Task prompt: Write out the data below verbatim, from the line containing "on the spiky" up to and including the line containing "x=326, y=512".

Records for this exercise:
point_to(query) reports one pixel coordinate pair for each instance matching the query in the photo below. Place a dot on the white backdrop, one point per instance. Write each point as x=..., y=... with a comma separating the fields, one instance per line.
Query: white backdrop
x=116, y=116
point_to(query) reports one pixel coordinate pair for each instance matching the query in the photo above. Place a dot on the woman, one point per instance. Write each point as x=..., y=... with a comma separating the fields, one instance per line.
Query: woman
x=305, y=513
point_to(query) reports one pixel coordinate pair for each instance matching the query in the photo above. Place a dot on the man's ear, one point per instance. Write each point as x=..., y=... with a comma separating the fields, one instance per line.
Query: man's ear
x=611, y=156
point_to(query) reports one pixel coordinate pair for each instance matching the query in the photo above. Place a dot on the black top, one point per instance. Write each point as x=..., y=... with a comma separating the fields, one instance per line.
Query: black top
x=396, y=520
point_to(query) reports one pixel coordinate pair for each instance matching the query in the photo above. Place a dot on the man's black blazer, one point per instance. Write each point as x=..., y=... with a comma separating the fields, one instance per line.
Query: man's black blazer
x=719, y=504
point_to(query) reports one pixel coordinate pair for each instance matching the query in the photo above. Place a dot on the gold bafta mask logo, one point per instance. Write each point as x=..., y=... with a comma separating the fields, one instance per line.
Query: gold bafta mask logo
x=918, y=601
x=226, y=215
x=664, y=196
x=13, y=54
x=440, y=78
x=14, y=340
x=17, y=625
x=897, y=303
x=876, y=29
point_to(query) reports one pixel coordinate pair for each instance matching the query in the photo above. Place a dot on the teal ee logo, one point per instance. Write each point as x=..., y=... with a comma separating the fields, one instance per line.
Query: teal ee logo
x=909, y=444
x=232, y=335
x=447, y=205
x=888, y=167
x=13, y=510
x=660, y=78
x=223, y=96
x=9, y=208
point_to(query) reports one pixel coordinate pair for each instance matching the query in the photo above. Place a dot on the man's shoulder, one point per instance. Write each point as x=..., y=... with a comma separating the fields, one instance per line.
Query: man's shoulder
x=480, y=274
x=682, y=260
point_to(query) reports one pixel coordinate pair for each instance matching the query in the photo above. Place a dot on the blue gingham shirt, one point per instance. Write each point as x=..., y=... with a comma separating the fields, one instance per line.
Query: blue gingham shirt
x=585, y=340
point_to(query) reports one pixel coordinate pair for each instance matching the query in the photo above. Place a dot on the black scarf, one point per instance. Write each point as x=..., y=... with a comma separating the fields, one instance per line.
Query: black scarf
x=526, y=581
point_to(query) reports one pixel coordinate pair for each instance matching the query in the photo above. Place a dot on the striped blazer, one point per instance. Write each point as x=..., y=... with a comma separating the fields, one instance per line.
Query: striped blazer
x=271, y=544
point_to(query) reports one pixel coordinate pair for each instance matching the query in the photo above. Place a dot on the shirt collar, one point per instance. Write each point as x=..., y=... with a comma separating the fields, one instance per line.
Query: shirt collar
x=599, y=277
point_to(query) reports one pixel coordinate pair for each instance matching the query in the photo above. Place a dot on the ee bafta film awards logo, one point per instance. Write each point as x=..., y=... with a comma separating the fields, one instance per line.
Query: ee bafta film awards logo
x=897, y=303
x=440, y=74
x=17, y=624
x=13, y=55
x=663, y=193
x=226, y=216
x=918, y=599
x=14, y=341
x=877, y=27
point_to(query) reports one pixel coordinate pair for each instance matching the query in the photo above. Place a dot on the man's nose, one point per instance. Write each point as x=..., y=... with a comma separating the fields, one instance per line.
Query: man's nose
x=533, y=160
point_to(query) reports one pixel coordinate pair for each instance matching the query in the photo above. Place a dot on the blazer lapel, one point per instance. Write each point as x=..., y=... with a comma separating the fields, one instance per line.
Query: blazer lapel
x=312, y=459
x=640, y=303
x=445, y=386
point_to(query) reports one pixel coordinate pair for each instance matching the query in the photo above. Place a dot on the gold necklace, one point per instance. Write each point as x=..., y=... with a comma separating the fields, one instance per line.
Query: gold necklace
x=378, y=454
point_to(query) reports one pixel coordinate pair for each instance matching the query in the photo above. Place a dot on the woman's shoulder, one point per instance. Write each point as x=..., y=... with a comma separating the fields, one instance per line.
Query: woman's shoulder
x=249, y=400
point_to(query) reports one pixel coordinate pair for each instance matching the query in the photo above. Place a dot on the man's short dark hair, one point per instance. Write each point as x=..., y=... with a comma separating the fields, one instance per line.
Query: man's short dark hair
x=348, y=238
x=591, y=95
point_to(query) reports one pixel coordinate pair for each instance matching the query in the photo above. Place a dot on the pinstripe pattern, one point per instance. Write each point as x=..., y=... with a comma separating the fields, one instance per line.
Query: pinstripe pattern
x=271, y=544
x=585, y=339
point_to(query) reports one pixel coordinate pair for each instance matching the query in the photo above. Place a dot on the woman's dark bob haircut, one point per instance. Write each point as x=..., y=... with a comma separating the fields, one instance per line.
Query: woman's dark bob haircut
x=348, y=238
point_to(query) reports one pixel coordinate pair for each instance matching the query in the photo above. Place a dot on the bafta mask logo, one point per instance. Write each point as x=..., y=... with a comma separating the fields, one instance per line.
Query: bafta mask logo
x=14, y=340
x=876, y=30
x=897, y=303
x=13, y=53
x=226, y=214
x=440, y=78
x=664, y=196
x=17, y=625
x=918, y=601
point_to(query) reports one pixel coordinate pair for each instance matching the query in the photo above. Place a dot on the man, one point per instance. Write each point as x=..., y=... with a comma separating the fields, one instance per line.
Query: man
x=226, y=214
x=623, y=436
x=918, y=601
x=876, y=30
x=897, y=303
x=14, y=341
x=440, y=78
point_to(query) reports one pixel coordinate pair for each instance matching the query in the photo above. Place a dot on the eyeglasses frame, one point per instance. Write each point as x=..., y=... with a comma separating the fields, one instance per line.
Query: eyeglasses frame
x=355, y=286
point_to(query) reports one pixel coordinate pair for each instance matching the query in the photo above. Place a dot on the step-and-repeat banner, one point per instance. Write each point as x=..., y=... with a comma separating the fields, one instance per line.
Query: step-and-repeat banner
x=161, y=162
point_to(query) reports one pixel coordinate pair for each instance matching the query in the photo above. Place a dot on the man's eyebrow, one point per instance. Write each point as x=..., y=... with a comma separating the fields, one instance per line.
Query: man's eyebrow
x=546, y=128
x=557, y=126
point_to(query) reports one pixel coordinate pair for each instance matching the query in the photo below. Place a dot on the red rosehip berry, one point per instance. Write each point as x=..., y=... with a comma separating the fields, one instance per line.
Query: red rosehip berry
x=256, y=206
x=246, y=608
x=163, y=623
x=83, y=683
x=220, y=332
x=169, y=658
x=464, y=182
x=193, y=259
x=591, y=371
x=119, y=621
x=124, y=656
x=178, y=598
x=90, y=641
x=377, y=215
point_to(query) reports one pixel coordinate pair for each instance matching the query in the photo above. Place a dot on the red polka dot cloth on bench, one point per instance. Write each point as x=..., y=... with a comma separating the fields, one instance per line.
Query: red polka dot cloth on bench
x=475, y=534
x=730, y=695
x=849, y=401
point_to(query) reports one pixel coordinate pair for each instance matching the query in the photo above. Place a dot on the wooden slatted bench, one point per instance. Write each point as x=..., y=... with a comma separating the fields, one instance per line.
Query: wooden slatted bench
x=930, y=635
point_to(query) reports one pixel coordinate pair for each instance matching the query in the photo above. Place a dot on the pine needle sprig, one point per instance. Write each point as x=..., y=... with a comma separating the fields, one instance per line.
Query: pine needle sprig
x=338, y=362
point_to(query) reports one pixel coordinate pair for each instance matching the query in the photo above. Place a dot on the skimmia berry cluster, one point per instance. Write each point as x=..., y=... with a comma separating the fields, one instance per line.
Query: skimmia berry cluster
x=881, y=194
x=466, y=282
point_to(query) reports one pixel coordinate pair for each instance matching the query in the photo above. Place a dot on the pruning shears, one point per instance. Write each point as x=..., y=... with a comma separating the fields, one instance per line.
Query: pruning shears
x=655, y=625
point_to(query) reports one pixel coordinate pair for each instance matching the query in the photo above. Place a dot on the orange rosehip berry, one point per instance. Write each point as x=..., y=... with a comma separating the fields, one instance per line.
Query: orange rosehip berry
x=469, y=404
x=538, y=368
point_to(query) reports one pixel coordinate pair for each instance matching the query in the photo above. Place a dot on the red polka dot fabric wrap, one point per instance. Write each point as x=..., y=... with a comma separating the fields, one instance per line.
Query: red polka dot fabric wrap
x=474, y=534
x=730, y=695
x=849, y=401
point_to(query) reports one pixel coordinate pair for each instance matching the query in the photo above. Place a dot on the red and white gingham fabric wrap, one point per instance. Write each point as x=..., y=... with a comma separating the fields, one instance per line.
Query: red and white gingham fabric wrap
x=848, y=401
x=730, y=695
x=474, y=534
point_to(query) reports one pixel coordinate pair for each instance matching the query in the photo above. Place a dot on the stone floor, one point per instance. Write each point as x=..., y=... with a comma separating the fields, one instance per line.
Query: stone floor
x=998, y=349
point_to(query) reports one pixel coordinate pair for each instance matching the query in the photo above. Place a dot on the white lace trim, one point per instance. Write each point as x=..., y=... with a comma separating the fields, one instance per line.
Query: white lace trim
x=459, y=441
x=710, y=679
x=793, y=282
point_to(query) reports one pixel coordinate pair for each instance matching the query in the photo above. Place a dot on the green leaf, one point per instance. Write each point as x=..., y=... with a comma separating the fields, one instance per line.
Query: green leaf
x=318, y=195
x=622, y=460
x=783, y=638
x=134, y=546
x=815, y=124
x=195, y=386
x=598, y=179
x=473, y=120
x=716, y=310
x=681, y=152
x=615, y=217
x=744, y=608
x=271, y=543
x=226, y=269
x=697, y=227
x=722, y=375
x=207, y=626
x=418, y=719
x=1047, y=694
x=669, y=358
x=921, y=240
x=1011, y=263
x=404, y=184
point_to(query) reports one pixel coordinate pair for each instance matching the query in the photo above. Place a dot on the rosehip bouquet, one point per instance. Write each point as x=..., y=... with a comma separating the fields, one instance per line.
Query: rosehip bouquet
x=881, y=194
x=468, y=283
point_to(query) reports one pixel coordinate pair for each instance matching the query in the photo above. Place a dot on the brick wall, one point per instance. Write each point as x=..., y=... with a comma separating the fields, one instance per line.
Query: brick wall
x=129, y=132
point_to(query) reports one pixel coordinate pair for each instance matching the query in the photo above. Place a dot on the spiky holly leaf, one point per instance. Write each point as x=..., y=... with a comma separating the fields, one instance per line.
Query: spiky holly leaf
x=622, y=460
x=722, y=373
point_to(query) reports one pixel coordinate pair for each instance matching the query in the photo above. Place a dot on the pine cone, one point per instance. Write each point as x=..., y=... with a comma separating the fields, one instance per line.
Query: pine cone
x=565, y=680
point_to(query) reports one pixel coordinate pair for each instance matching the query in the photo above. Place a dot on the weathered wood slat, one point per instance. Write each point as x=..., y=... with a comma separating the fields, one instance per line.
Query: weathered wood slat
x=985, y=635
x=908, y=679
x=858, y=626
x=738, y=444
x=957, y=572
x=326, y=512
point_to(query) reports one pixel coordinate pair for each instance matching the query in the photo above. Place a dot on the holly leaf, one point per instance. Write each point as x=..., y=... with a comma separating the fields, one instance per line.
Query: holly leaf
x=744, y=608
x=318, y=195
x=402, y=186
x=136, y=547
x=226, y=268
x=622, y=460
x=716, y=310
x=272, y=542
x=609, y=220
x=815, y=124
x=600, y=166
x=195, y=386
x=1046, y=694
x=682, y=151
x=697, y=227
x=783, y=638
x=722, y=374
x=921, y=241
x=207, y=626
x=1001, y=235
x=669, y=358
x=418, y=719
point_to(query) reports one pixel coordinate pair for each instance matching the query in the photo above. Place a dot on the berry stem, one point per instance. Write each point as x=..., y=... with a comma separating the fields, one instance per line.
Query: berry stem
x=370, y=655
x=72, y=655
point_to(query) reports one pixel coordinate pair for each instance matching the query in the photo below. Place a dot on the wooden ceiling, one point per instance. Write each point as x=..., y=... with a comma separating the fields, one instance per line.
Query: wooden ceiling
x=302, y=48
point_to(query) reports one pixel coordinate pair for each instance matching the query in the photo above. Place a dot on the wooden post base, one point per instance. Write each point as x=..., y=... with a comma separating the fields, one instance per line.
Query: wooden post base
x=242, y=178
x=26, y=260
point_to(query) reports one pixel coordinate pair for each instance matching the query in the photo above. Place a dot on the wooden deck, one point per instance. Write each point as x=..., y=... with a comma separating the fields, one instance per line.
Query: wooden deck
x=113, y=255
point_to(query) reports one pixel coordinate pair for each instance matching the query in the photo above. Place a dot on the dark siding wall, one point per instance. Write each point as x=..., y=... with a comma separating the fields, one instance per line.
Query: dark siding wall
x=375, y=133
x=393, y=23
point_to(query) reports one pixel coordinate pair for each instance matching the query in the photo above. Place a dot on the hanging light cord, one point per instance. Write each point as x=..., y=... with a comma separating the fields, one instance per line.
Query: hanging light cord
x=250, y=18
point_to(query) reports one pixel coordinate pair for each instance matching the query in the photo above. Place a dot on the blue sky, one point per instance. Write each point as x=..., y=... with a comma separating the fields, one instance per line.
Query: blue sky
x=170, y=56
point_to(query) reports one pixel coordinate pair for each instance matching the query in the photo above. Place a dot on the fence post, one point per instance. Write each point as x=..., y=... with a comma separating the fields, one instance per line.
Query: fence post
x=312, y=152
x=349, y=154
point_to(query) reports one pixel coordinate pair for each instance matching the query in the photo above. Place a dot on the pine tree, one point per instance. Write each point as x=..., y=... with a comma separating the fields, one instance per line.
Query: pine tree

Reply:
point_to(query) reports one pixel coordinate pair for each instance matching the query in the photo above. Place a dot on the spiky holly leaf, one point per instance. Write each point as x=..., y=... with a comma separating the fields, one instance per line.
Query: spiky holly leaf
x=622, y=460
x=722, y=373
point_to(query) reports one pixel coordinate pair for each instance matching the query in the photo above. Place a dot on the pine cone, one point per instance. Write each point as x=..., y=... with a comma separating the fields, one instance per line.
Query: pine cone
x=565, y=680
point_to(query) reports one pixel coordinate pair for each instance matching the query in the photo above. Place a dot on the weathered wood slat, one point per instance. Write each point as x=..., y=... with a comma separating the fields, one instance per line.
Query: weathered wood slat
x=985, y=635
x=908, y=679
x=858, y=626
x=738, y=444
x=957, y=572
x=326, y=512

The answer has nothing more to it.